§ **EXERCISE DESCRIPTION**: Word for word, copy the line containing "Query: green leaf" and each line after it in the records below, ending with the last line.

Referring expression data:
◇ ◇ ◇
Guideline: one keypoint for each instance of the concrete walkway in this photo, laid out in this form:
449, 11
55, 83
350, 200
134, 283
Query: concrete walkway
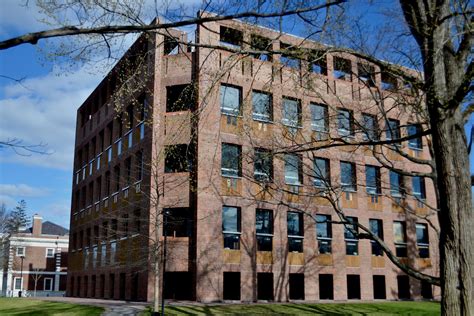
111, 307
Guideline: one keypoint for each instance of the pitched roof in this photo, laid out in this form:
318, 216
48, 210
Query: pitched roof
49, 228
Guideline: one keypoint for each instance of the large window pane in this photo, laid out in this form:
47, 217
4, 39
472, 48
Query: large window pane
372, 178
295, 231
369, 127
376, 227
422, 240
324, 233
414, 143
291, 112
264, 229
321, 173
396, 184
263, 165
418, 187
293, 169
231, 165
400, 239
348, 176
230, 100
319, 118
231, 227
345, 122
262, 106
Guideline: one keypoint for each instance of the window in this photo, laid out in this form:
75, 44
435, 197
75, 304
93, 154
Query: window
49, 252
319, 118
295, 231
20, 251
372, 180
348, 176
400, 238
231, 227
389, 82
322, 176
291, 112
393, 129
353, 287
318, 63
264, 229
18, 283
170, 46
293, 169
177, 158
139, 165
230, 37
418, 188
350, 231
324, 233
369, 127
345, 122
379, 287
263, 165
260, 43
262, 106
231, 99
396, 184
178, 222
231, 163
326, 287
366, 74
422, 240
342, 68
48, 284
376, 227
179, 98
296, 286
288, 57
415, 143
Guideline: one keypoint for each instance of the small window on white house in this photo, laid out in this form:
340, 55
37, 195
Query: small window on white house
20, 251
48, 284
49, 252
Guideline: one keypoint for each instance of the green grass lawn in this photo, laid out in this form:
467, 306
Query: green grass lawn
22, 306
385, 308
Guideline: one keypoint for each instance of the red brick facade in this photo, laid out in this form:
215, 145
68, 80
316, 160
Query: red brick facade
116, 207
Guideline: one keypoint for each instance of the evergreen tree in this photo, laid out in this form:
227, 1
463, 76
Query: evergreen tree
17, 218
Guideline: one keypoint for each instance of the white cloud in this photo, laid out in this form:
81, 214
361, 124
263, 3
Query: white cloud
22, 190
45, 112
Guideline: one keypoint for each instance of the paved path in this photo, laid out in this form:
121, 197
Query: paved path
112, 308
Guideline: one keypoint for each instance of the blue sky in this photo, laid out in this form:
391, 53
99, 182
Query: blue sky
42, 109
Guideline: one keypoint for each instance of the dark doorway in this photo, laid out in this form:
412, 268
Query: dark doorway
93, 285
403, 283
232, 286
134, 289
178, 285
122, 286
265, 286
111, 286
326, 287
102, 286
426, 290
296, 286
353, 287
379, 287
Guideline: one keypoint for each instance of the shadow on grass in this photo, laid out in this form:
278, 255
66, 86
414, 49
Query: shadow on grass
49, 308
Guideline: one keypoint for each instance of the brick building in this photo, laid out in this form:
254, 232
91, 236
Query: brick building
34, 260
203, 135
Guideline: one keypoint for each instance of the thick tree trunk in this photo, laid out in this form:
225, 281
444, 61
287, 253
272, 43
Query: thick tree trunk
455, 216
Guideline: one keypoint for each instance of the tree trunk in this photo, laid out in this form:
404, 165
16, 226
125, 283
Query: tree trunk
455, 216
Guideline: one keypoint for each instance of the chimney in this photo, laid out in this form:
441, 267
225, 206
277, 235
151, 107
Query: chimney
37, 223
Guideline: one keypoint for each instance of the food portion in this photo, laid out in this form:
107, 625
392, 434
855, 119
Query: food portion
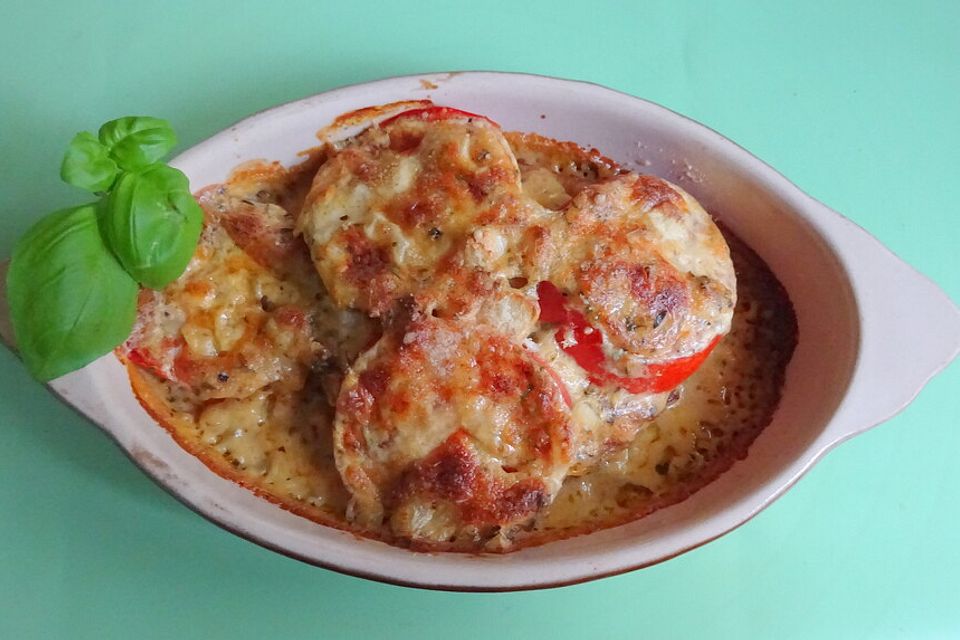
451, 337
444, 431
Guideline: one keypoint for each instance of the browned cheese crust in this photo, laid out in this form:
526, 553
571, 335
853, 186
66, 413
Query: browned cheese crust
360, 339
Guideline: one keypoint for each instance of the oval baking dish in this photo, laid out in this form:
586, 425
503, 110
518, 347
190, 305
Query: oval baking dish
863, 353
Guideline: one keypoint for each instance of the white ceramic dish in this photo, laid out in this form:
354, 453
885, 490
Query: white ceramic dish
872, 331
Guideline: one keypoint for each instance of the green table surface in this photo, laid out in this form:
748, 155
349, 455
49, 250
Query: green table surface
857, 103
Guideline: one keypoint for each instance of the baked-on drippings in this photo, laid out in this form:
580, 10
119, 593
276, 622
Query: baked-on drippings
454, 338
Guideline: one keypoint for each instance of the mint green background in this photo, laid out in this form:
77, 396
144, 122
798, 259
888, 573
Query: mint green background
855, 103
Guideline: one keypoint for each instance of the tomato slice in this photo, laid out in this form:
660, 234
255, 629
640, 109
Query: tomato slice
584, 343
433, 114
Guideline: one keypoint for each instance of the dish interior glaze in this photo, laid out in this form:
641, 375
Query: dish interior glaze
277, 441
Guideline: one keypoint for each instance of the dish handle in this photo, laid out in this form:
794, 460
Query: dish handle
909, 329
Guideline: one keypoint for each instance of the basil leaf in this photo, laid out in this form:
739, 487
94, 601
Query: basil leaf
152, 223
87, 164
137, 141
70, 300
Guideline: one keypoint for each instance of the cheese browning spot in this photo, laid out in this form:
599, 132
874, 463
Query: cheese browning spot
454, 338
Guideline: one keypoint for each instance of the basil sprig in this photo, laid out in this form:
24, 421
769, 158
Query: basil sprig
72, 281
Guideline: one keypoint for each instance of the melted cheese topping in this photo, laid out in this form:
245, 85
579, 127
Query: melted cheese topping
445, 455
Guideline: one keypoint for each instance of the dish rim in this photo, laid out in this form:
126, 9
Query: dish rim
756, 164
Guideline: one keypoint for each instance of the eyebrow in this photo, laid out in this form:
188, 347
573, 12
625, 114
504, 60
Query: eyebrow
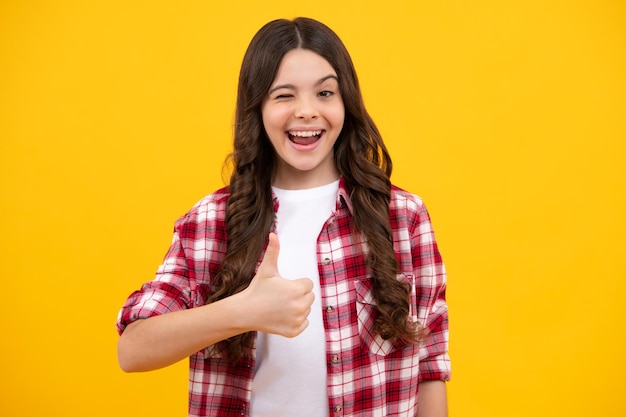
291, 86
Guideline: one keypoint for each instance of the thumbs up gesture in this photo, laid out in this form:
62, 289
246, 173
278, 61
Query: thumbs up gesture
278, 305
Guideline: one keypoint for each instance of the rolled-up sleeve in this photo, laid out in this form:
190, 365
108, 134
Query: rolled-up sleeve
432, 309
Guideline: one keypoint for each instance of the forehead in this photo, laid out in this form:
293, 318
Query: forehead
302, 65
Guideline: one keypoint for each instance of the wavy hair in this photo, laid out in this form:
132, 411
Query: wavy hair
361, 159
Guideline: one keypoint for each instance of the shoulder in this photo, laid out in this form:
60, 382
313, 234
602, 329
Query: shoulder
405, 201
210, 209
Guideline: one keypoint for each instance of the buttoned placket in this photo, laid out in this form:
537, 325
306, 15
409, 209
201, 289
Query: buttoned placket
331, 318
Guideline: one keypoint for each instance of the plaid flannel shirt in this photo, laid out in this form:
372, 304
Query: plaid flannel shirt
367, 376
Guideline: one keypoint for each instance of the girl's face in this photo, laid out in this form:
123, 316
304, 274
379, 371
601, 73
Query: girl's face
303, 115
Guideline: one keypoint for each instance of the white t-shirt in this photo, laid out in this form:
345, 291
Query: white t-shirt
290, 378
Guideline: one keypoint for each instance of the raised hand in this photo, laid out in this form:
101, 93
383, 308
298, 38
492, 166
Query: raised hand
277, 305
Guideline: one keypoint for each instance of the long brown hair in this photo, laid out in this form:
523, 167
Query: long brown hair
361, 158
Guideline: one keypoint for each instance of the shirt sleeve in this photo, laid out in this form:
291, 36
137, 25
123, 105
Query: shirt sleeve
432, 309
169, 291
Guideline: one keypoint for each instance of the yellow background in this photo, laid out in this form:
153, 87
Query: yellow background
507, 117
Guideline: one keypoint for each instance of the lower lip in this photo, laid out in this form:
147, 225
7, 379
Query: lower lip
306, 148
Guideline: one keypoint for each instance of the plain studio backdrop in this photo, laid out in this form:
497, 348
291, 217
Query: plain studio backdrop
507, 117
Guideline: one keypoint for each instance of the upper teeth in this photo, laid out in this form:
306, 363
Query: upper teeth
305, 134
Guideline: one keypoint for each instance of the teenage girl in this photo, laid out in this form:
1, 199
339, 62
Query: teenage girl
310, 285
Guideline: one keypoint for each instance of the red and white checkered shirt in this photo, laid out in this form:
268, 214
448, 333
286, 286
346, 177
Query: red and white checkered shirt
367, 376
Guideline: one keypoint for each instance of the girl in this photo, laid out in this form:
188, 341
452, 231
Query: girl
310, 286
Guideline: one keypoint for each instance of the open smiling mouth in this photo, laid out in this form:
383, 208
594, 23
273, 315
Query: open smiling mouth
304, 137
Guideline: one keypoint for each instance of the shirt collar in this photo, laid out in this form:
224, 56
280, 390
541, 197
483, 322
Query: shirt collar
343, 197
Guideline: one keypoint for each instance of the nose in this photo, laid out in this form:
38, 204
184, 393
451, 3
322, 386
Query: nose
305, 109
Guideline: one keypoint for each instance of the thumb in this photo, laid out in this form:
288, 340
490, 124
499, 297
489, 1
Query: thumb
269, 264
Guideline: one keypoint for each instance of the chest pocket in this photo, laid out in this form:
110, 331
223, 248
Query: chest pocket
367, 312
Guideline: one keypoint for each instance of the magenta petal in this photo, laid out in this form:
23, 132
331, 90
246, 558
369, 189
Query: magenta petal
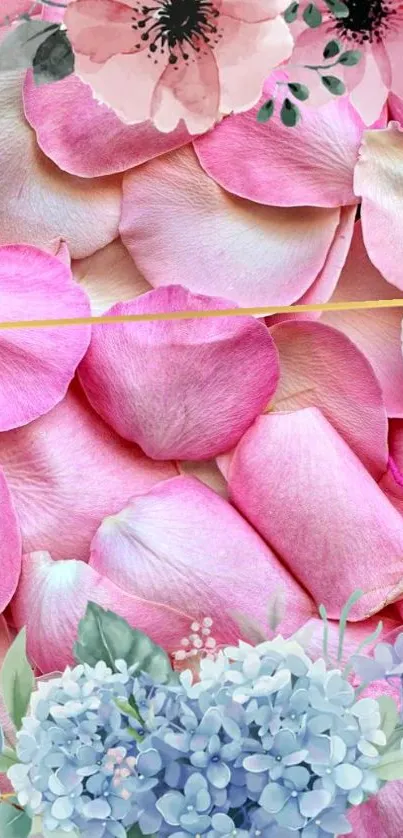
52, 598
36, 366
184, 545
94, 141
179, 226
10, 545
182, 389
66, 471
310, 497
322, 368
272, 165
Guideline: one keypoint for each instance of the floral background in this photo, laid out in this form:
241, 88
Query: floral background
181, 470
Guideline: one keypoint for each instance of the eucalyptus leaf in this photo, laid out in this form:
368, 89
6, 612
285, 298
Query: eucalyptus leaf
334, 85
300, 91
17, 679
8, 757
19, 47
289, 114
390, 766
312, 16
266, 111
54, 60
291, 13
13, 822
331, 49
350, 57
104, 636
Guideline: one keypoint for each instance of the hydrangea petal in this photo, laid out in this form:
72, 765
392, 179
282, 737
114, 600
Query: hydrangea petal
66, 471
174, 215
218, 576
287, 472
212, 376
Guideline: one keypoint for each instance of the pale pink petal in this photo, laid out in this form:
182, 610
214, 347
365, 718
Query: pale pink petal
310, 497
274, 165
321, 367
52, 598
37, 365
66, 471
188, 91
10, 545
182, 544
375, 331
96, 141
245, 55
109, 276
101, 28
378, 181
182, 389
41, 205
179, 226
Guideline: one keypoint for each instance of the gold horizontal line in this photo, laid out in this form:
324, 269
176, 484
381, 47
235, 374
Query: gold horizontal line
263, 311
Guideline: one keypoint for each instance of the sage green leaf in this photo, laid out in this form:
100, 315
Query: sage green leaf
266, 111
54, 60
350, 57
390, 766
338, 8
8, 757
17, 679
19, 47
312, 16
289, 114
103, 636
300, 91
291, 13
331, 49
13, 822
334, 85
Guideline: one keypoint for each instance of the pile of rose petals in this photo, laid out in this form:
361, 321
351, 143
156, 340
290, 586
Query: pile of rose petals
175, 470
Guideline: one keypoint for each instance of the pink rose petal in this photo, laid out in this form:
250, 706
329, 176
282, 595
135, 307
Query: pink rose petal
96, 141
182, 389
272, 165
10, 545
179, 226
66, 471
322, 368
109, 276
184, 545
310, 497
41, 205
37, 365
377, 332
52, 598
378, 181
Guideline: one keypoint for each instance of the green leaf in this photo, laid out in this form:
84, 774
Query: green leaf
18, 48
390, 766
289, 114
351, 57
312, 16
331, 49
334, 85
338, 8
8, 757
266, 111
17, 679
13, 822
300, 91
291, 12
103, 636
54, 60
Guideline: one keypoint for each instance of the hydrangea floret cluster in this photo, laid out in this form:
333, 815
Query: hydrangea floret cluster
263, 741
◇ ◇ ◇
§ **TASK RESULT**:
Query: green leaf
18, 48
390, 766
289, 114
351, 57
312, 16
331, 49
334, 85
338, 8
8, 757
266, 111
17, 679
13, 822
300, 91
291, 12
103, 636
54, 60
Guideline: one keypoint for each instance of the hydrangea floret cluster in this photo, laid out in this form:
333, 815
Query: hydrangea floret cluster
263, 741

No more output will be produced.